### [What to produce]
In the data below, rewrite the lines from the one containing "Mark a point on each instance of the small" through the end, replacing "pixel coordinates" with "image coordinates" and changing nothing else.

________________________________________

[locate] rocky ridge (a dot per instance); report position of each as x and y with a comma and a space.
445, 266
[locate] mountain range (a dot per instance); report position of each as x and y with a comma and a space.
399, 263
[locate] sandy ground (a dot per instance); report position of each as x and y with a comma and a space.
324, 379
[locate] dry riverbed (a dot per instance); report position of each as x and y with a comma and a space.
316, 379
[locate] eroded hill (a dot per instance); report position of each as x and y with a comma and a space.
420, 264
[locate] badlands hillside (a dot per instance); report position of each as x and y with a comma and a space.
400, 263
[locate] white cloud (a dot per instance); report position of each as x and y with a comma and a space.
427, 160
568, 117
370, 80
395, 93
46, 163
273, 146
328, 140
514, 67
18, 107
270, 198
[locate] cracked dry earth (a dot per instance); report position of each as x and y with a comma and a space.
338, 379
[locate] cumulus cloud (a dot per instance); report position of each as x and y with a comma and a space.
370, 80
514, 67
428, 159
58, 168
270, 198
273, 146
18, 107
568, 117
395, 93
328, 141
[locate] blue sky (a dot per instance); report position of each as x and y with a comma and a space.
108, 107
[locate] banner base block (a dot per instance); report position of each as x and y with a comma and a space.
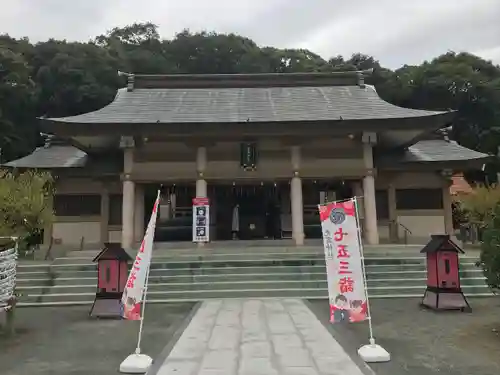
136, 364
373, 353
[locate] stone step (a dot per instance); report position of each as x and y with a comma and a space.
190, 268
201, 256
373, 271
195, 295
306, 283
262, 275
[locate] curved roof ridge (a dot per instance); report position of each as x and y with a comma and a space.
239, 105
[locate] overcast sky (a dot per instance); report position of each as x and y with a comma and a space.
394, 31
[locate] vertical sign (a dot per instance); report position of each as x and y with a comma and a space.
201, 219
134, 293
344, 268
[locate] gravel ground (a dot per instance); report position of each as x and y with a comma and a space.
65, 341
424, 342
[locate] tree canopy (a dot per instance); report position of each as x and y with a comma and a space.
60, 78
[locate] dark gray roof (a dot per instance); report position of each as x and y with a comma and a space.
440, 150
51, 157
253, 104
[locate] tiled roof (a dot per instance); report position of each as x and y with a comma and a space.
440, 150
460, 185
248, 104
51, 157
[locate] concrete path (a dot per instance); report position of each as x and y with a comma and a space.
257, 337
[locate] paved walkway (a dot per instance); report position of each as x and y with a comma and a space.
257, 337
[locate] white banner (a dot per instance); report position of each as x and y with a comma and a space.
201, 219
134, 289
344, 268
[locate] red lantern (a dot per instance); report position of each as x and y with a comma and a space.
112, 273
443, 277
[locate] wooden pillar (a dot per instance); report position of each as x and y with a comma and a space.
104, 214
371, 226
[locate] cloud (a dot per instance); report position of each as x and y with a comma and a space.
393, 31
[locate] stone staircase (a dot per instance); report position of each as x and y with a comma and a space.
230, 271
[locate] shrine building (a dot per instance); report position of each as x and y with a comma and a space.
266, 148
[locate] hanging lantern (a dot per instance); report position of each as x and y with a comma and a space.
248, 156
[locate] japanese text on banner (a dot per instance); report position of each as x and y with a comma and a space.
344, 267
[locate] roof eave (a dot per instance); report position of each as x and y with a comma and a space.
426, 123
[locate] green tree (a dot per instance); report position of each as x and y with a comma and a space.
458, 81
17, 123
25, 202
480, 205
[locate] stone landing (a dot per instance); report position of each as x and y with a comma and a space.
257, 337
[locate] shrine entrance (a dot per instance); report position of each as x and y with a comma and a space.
248, 211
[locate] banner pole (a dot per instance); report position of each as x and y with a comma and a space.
372, 352
138, 363
365, 282
141, 323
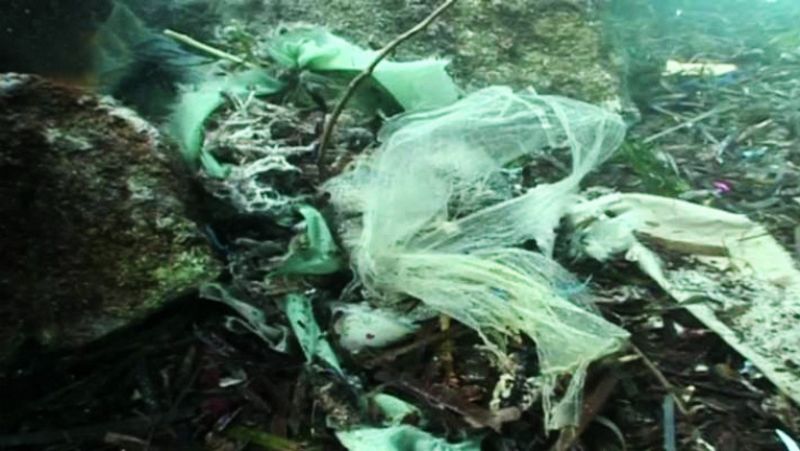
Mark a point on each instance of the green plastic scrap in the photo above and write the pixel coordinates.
(316, 252)
(399, 438)
(306, 329)
(198, 103)
(416, 85)
(394, 409)
(252, 318)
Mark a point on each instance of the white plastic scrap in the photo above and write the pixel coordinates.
(791, 445)
(432, 228)
(360, 326)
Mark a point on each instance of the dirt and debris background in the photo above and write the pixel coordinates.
(179, 379)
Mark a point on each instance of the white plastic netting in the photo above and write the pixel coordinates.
(435, 227)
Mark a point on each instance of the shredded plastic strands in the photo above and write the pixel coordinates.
(427, 230)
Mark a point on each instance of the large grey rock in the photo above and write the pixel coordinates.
(93, 231)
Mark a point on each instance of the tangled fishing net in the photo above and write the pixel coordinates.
(437, 224)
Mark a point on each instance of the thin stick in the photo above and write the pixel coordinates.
(355, 82)
(688, 123)
(191, 42)
(662, 380)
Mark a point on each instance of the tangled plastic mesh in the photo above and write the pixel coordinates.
(266, 145)
(432, 226)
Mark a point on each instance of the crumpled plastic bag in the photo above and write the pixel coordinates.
(435, 228)
(416, 85)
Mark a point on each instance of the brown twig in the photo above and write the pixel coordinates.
(355, 82)
(670, 389)
(591, 407)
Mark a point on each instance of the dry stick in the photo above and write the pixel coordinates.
(354, 83)
(670, 389)
(688, 123)
(191, 42)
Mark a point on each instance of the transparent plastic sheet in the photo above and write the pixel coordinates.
(431, 227)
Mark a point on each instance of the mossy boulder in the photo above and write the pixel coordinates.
(94, 232)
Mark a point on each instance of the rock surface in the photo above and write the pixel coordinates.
(93, 231)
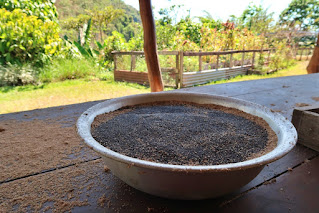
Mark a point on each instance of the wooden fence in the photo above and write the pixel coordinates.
(224, 66)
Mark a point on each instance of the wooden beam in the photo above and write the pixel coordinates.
(150, 47)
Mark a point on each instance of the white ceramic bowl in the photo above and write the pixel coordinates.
(187, 182)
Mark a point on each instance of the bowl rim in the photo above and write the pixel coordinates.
(286, 141)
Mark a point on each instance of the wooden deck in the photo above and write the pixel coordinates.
(45, 166)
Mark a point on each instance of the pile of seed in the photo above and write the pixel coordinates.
(183, 134)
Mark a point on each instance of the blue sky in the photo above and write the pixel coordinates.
(220, 9)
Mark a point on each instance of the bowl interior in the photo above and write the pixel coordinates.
(286, 133)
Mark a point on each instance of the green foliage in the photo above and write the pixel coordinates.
(26, 38)
(101, 18)
(190, 29)
(125, 23)
(14, 75)
(63, 69)
(43, 9)
(303, 14)
(256, 18)
(283, 57)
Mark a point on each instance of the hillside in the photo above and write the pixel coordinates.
(123, 24)
(67, 8)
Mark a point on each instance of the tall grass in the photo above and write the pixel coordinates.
(66, 69)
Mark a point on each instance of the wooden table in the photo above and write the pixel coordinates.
(290, 184)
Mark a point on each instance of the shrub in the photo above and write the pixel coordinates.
(43, 9)
(63, 69)
(15, 75)
(26, 38)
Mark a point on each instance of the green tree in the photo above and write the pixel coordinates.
(43, 9)
(256, 18)
(101, 18)
(208, 21)
(301, 14)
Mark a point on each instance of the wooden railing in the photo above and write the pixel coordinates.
(182, 78)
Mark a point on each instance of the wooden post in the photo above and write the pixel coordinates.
(231, 61)
(268, 58)
(200, 61)
(181, 69)
(133, 62)
(300, 54)
(150, 47)
(313, 66)
(115, 61)
(242, 59)
(177, 75)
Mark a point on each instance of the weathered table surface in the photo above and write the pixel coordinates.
(289, 184)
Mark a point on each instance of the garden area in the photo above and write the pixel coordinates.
(53, 55)
(236, 126)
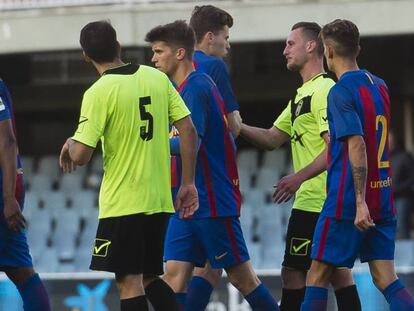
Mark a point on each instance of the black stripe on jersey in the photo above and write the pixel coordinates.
(127, 69)
(301, 107)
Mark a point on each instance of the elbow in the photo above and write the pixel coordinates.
(79, 159)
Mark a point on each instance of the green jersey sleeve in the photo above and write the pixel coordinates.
(92, 120)
(319, 106)
(177, 109)
(283, 122)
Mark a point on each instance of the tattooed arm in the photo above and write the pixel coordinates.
(358, 160)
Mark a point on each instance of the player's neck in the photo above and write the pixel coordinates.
(102, 67)
(311, 69)
(203, 47)
(183, 71)
(342, 66)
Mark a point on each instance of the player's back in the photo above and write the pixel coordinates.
(217, 70)
(216, 171)
(6, 112)
(369, 111)
(134, 111)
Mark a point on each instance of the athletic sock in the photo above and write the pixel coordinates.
(398, 297)
(34, 294)
(198, 294)
(261, 300)
(292, 299)
(161, 296)
(138, 303)
(316, 299)
(347, 299)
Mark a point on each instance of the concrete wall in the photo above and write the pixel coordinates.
(58, 28)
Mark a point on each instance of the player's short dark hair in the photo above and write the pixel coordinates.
(311, 31)
(98, 41)
(207, 18)
(345, 35)
(177, 35)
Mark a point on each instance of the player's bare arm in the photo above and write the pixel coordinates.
(74, 153)
(358, 159)
(268, 139)
(8, 154)
(234, 121)
(187, 196)
(288, 185)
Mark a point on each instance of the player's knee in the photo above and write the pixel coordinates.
(342, 278)
(244, 283)
(292, 278)
(213, 276)
(175, 279)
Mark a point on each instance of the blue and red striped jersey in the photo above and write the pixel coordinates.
(359, 104)
(6, 113)
(217, 178)
(216, 68)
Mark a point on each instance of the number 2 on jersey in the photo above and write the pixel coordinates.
(146, 131)
(381, 119)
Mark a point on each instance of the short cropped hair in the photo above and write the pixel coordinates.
(345, 35)
(177, 35)
(98, 41)
(311, 31)
(208, 18)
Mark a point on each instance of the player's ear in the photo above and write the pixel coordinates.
(310, 46)
(210, 36)
(180, 54)
(86, 57)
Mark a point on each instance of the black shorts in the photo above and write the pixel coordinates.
(132, 244)
(299, 239)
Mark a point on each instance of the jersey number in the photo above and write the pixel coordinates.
(146, 131)
(381, 119)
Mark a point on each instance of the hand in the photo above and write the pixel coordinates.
(187, 200)
(363, 220)
(286, 188)
(13, 215)
(237, 123)
(65, 162)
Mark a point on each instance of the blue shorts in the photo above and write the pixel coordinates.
(339, 242)
(14, 250)
(218, 240)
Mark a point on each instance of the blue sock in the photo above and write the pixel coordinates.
(316, 299)
(180, 298)
(198, 294)
(34, 294)
(261, 300)
(398, 297)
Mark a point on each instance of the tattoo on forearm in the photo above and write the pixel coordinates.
(360, 177)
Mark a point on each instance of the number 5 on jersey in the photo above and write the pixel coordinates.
(146, 131)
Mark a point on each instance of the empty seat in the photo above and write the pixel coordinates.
(404, 253)
(54, 202)
(49, 165)
(41, 183)
(267, 178)
(84, 202)
(255, 198)
(71, 183)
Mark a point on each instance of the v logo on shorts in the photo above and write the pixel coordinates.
(299, 246)
(220, 256)
(100, 248)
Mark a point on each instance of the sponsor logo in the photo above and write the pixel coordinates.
(381, 183)
(100, 248)
(299, 246)
(220, 256)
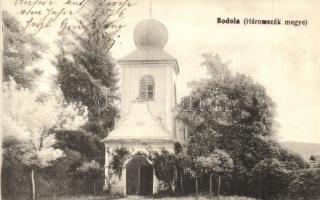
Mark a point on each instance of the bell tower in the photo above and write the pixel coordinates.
(149, 73)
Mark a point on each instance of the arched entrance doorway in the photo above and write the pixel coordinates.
(139, 176)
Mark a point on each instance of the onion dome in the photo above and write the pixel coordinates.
(150, 33)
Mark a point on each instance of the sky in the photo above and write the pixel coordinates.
(282, 58)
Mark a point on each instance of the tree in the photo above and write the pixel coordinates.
(31, 119)
(235, 114)
(218, 163)
(86, 71)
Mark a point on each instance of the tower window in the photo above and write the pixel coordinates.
(146, 88)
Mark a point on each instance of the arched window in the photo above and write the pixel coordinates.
(146, 88)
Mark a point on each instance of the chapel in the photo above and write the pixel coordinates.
(148, 121)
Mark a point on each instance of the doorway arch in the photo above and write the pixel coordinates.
(139, 176)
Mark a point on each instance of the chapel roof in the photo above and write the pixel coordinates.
(150, 37)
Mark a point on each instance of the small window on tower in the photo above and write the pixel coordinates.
(146, 88)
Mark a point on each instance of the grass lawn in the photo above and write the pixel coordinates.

________________________________________

### [Written answer]
Mark a point on each instance of the small window on tower in the photo above and write the image coordinates.
(146, 88)
Mark a point on each instance of the grass lawn in the photo above and write the image coordinates.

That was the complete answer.